Exercise directions: Print the records below verbatim.

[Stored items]
- - - -
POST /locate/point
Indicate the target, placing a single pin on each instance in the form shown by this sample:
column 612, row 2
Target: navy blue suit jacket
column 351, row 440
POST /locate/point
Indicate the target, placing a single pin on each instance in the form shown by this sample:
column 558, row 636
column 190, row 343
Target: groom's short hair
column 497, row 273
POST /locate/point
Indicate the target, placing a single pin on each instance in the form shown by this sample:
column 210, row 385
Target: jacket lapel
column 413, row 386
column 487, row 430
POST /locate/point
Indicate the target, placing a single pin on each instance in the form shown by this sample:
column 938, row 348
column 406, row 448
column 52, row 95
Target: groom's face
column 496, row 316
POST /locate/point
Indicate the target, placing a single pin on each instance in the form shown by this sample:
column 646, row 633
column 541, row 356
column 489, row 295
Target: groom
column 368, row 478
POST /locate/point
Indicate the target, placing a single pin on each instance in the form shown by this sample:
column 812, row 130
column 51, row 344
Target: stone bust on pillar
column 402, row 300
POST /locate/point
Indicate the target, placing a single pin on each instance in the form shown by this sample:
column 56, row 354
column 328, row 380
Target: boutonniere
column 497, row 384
- - - -
Response to this exercise:
POST /locate/point
Indicate the target, placing a single pin on each instance in the form shown by this sample:
column 612, row 2
Target: navy blue suit jacket
column 351, row 440
POST /locate/point
Indicate the target, placing a single pin on each instance in the form shown by this sample:
column 558, row 636
column 190, row 343
Target: groom's short hair
column 497, row 273
POST /locate/point
Indicate the target, placing a single pin on each instance in the form shown by this sample:
column 210, row 385
Target: jacket lapel
column 413, row 386
column 487, row 430
POST /locate/point
Indicate the target, placing a single pin on each instance in the form shown by this sample:
column 938, row 348
column 406, row 448
column 52, row 95
Target: groom's face
column 496, row 316
POST /locate/point
Indicate the target, placing a single pin on each instance in the form shown by this sample:
column 646, row 633
column 541, row 356
column 489, row 295
Target: groom
column 368, row 478
POST /locate/point
Indicate the target, placing a single pin on each instance in the form shown by this sample:
column 812, row 130
column 51, row 344
Target: stone bust on pillar
column 402, row 300
POST /locate/point
Indicate the target, placing a single pin on each instance in the form shown by this sample:
column 56, row 354
column 328, row 380
Target: boutonniere
column 497, row 384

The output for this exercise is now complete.